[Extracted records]
::::::::
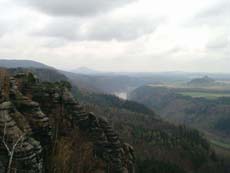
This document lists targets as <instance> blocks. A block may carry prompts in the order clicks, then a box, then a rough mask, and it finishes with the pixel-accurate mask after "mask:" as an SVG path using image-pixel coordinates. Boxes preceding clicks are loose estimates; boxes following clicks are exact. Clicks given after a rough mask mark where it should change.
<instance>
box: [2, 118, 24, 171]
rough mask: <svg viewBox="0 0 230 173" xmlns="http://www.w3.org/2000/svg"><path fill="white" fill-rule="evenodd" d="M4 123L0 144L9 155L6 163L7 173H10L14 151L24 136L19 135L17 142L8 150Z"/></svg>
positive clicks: (8, 154) (8, 149)
mask: <svg viewBox="0 0 230 173" xmlns="http://www.w3.org/2000/svg"><path fill="white" fill-rule="evenodd" d="M6 130H7V129H6V123H5V126H4V132H3V139H2V142H3V144H4V146H5V148H6V150H7V152H8V155H9V161H8V167H7V173H10V170H11V165H12V161H13V158H14V152H15V149H16V147H17V145H18V144H19V142H20V141H22V139H23V138H24V136H25V134H23V135H21V136H20V137H19V138H18V139H17V141H16V142H15V143H14V144H13V145H12V148H11V149H10V147H9V146H8V144H7V142H6V139H5V138H6Z"/></svg>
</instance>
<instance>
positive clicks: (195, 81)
mask: <svg viewBox="0 0 230 173" xmlns="http://www.w3.org/2000/svg"><path fill="white" fill-rule="evenodd" d="M213 84H215V80H214V79H212V78H210V77H208V76H204V77H202V78H196V79H192V80H191V81H190V82H188V85H192V86H209V85H213Z"/></svg>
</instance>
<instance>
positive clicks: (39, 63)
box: [0, 59, 52, 68]
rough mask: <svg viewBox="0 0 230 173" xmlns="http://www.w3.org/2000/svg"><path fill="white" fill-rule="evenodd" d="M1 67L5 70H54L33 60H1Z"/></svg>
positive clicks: (4, 59)
mask: <svg viewBox="0 0 230 173" xmlns="http://www.w3.org/2000/svg"><path fill="white" fill-rule="evenodd" d="M0 67H5V68H19V67H21V68H52V67H50V66H48V65H45V64H43V63H40V62H36V61H32V60H8V59H0Z"/></svg>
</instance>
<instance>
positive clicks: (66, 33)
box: [38, 17, 160, 41]
mask: <svg viewBox="0 0 230 173" xmlns="http://www.w3.org/2000/svg"><path fill="white" fill-rule="evenodd" d="M159 24H160V20H159V19H157V20H156V19H147V18H123V19H113V18H110V17H108V18H103V19H101V18H99V19H97V20H95V21H89V22H85V21H80V20H74V19H62V20H57V22H55V21H54V22H52V23H50V24H49V25H48V26H46V27H45V28H44V29H43V30H42V31H40V32H39V33H38V34H39V35H44V36H48V37H55V38H63V39H67V40H76V41H83V40H97V41H109V40H113V39H114V40H118V41H127V40H135V39H137V38H139V37H141V36H143V35H145V34H150V33H152V32H154V30H155V29H156V27H157V26H158V25H159Z"/></svg>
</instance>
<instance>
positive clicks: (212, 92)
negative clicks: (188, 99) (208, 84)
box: [178, 91, 230, 99]
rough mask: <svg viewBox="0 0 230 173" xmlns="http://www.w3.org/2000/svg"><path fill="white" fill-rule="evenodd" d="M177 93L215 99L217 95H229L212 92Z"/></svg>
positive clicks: (227, 93) (228, 94)
mask: <svg viewBox="0 0 230 173" xmlns="http://www.w3.org/2000/svg"><path fill="white" fill-rule="evenodd" d="M178 94H181V95H183V96H190V97H193V98H200V97H202V98H207V99H217V98H219V97H230V93H213V92H210V93H208V92H193V91H188V92H178Z"/></svg>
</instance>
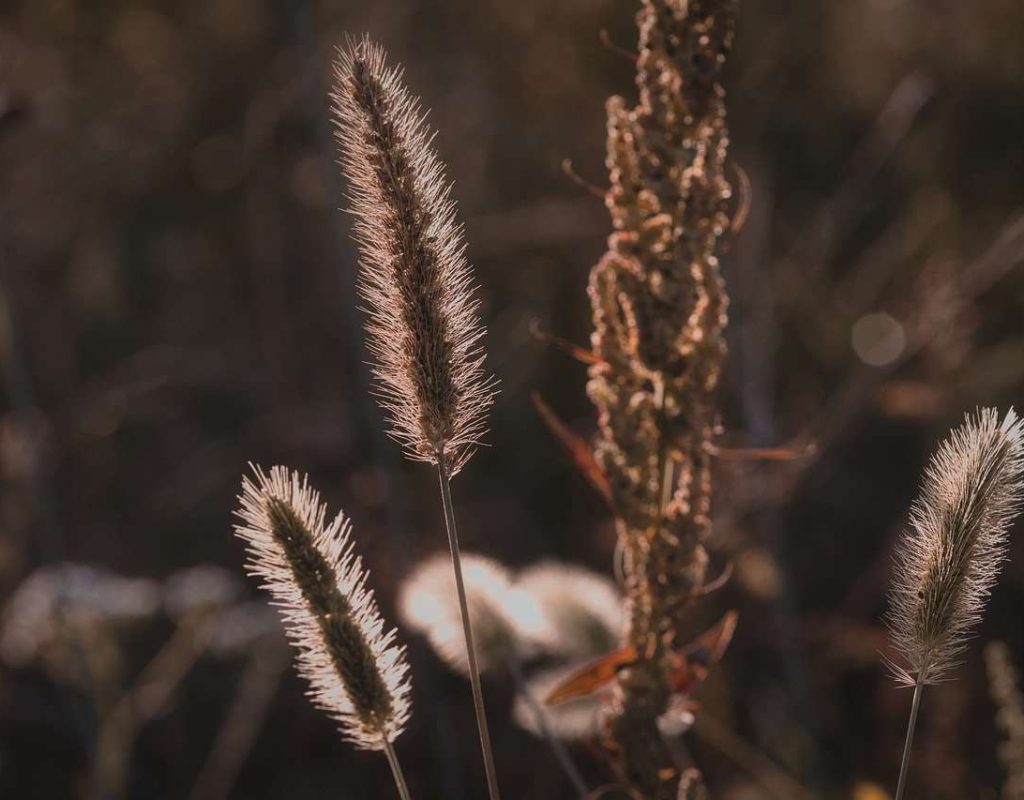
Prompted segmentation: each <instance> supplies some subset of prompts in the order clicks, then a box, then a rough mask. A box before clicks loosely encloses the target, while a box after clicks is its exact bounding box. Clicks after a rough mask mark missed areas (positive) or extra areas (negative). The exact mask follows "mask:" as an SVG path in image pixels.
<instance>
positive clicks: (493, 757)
mask: <svg viewBox="0 0 1024 800" xmlns="http://www.w3.org/2000/svg"><path fill="white" fill-rule="evenodd" d="M437 477H438V479H439V481H440V487H441V505H442V506H443V508H444V524H445V525H446V528H447V534H449V545H451V547H452V566H453V569H454V570H455V585H456V590H457V591H458V594H459V610H460V612H461V614H462V631H463V634H464V635H465V637H466V655H467V656H468V657H469V682H470V685H471V686H472V688H473V709H474V711H475V712H476V729H477V731H478V732H479V734H480V751H481V752H482V753H483V770H484V772H486V776H487V793H488V794H489V796H490V800H500V798H501V795H500V794H499V792H498V773H497V771H496V770H495V756H494V753H493V752H492V750H490V733H489V732H488V731H487V712H486V710H485V709H484V707H483V690H482V688H481V687H480V670H479V668H478V667H477V664H476V646H475V645H474V643H473V627H472V625H471V624H470V620H469V603H468V602H467V601H466V585H465V582H464V581H463V578H462V559H461V557H460V552H459V532H458V530H457V529H456V524H455V507H454V506H453V505H452V487H451V479H450V475H449V469H447V461H446V459H445V457H444V447H443V444H442V445H441V446H439V447H438V448H437Z"/></svg>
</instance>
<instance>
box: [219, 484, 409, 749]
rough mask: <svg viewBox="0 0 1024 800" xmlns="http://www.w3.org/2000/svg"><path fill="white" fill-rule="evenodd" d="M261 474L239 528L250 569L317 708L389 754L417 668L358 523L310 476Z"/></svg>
mask: <svg viewBox="0 0 1024 800" xmlns="http://www.w3.org/2000/svg"><path fill="white" fill-rule="evenodd" d="M254 472H255V479H250V478H248V477H246V478H245V479H244V480H243V483H242V494H241V495H240V497H239V503H240V508H239V510H238V512H237V513H238V516H239V517H240V518H241V520H242V521H241V522H240V523H239V524H237V525H236V528H234V532H236V534H237V535H238V536H239V537H241V538H242V539H244V540H245V541H246V543H247V544H248V555H249V559H248V561H247V562H246V567H247V570H248V571H249V573H250V574H251V575H254V576H258V577H260V578H262V579H263V588H265V589H266V590H267V591H268V592H269V593H270V595H271V597H272V598H273V601H274V604H275V605H278V606H279V608H280V609H281V613H282V617H283V619H284V621H285V628H286V630H287V631H288V636H289V639H290V640H291V642H292V644H293V645H294V646H295V647H296V649H297V650H298V667H299V672H300V673H301V674H302V676H303V677H305V678H306V680H308V681H309V685H310V691H309V694H310V697H311V698H312V700H313V702H314V703H315V704H316V705H317V706H318V707H319V708H322V709H323V710H324V711H326V712H327V713H328V714H330V715H331V716H332V717H333V718H334V719H335V720H337V722H338V723H339V724H340V728H341V731H342V733H343V735H344V736H345V738H346V739H348V740H349V741H351V742H352V743H354V744H355V745H356V746H358V747H360V748H364V749H366V750H382V749H383V747H384V739H385V738H386V739H387V741H389V742H392V741H394V739H395V738H396V736H397V735H398V734H399V733H400V732H401V731H402V729H403V728H404V726H406V722H407V721H408V720H409V716H410V701H409V692H410V679H409V665H408V663H407V662H406V651H404V648H403V647H399V646H398V645H397V644H396V643H395V631H394V630H390V631H388V632H386V633H385V632H384V621H383V620H382V619H381V616H380V612H379V610H378V608H377V602H376V600H375V599H374V595H373V592H372V591H371V590H370V589H368V588H367V572H366V571H365V570H364V569H362V562H361V560H360V559H359V558H358V557H356V556H355V555H354V554H353V553H352V541H351V537H350V524H349V522H348V520H347V519H345V517H344V515H343V514H338V516H337V517H335V519H334V521H332V522H331V523H330V524H328V523H327V522H326V521H325V520H326V513H327V508H326V506H325V504H324V503H322V502H321V499H319V495H318V494H317V493H316V492H315V491H314V490H313V489H311V488H310V487H309V485H308V481H307V478H306V477H305V476H302V477H300V476H299V474H298V473H297V472H289V471H288V470H287V469H286V468H285V467H274V468H273V469H271V470H270V474H269V475H267V474H265V473H264V472H263V471H262V470H261V469H259V468H258V467H257V468H255V470H254Z"/></svg>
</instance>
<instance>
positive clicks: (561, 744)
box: [509, 659, 590, 800]
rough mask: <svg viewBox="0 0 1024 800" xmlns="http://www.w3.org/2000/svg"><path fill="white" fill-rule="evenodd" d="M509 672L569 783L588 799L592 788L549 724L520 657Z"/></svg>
mask: <svg viewBox="0 0 1024 800" xmlns="http://www.w3.org/2000/svg"><path fill="white" fill-rule="evenodd" d="M509 672H511V673H512V678H513V679H514V680H515V683H516V687H517V688H518V689H519V693H520V694H521V696H522V698H523V700H524V701H525V702H526V705H527V706H529V710H530V712H531V713H532V715H534V718H535V719H536V720H537V726H538V728H539V729H540V731H541V734H542V735H543V736H544V739H545V741H546V742H547V743H548V745H549V747H551V751H552V752H553V753H554V754H555V759H556V760H557V761H558V763H559V765H560V766H561V767H562V770H563V771H564V772H565V776H566V777H568V780H569V783H570V784H572V788H573V789H574V790H575V792H577V794H578V795H580V797H581V798H584V800H586V799H587V798H588V797H589V796H590V790H589V789H587V784H586V782H585V781H584V780H583V775H581V774H580V770H579V769H577V766H575V764H574V763H573V762H572V757H571V756H570V755H569V751H568V750H567V749H566V747H565V744H564V743H563V742H562V741H561V740H560V739H558V738H557V736H556V735H555V734H554V733H553V732H552V730H551V726H550V725H549V724H548V712H547V711H545V710H544V708H543V707H542V706H541V704H540V703H538V701H537V698H535V697H534V692H531V691H530V690H529V685H528V684H527V683H526V678H525V676H524V675H523V674H522V665H521V664H520V663H519V660H518V659H512V660H511V662H510V664H509Z"/></svg>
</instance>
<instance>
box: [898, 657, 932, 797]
mask: <svg viewBox="0 0 1024 800" xmlns="http://www.w3.org/2000/svg"><path fill="white" fill-rule="evenodd" d="M924 688H925V683H924V681H923V680H921V678H920V677H919V678H918V682H916V683H915V684H914V686H913V705H911V706H910V720H909V722H907V725H906V742H904V743H903V760H902V762H900V767H899V783H898V784H897V785H896V797H895V800H903V790H904V789H905V788H906V773H907V767H909V766H910V748H911V747H912V745H913V730H914V728H915V727H916V726H918V710H919V709H920V708H921V692H922V690H923V689H924Z"/></svg>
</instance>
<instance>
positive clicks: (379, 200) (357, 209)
::::::::
◆ **What you have to do**
Beginning at the line with "box: [178, 91, 230, 99]" and ending at the line with "93L215 99L217 95H229L212", reproduce each line of the data above exactly, and add no other lines.

◆ **Written solution**
box: [178, 91, 230, 99]
rough mask: <svg viewBox="0 0 230 173" xmlns="http://www.w3.org/2000/svg"><path fill="white" fill-rule="evenodd" d="M177 93L215 99L217 95H229L212 92Z"/></svg>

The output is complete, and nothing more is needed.